Format the lines below as a JSON array of strings, one string per line, and leave out any blank lines.
-- START LISTING --
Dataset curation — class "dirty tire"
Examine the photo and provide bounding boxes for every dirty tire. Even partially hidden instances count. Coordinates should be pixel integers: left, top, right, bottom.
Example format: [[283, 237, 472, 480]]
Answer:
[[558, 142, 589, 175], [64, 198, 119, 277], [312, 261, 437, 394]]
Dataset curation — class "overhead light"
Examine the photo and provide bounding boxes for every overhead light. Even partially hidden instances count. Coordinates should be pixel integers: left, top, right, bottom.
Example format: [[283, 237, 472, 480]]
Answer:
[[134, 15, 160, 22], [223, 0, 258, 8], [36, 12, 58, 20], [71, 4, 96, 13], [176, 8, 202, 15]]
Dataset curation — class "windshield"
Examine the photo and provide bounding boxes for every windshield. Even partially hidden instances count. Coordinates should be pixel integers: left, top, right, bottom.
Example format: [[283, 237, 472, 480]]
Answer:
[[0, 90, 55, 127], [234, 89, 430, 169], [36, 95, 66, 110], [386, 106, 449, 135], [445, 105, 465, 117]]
-- END LISTING --
■ **FINAL RESULT**
[
  "Dataset curation — class \"dirty tire\"",
  "Examine the photo and provide bounding boxes for every dirty tire. Even partially hidden instances count. Coordinates should be pixel integers: left, top, right, bottom.",
  "Example format: [[283, 237, 472, 480]]",
  "Answer:",
  "[[558, 142, 589, 175], [64, 198, 119, 277], [312, 261, 437, 394]]",
  "Dataset curation — class \"overhead light\"",
  "Examine the photo and provide bounding boxes for every overhead light. Even partially hidden instances count. Coordinates should be pixel integers: left, top, right, bottom.",
  "Example format: [[283, 237, 472, 480]]",
  "Answer:",
  "[[134, 15, 160, 22], [223, 0, 258, 8], [36, 12, 58, 20], [71, 4, 96, 13], [176, 8, 202, 15]]",
  "Dataset curation — class \"windshield\"",
  "Examine the photo and provide bounding boxes for every windshield. Even partially hidden instances count. Coordinates should be pixel integers: left, top, right, bottom.",
  "Example format: [[283, 237, 472, 480]]",
  "Answer:",
  "[[0, 90, 55, 127], [234, 89, 430, 169], [36, 95, 66, 110], [386, 106, 449, 135], [445, 105, 465, 117]]"
]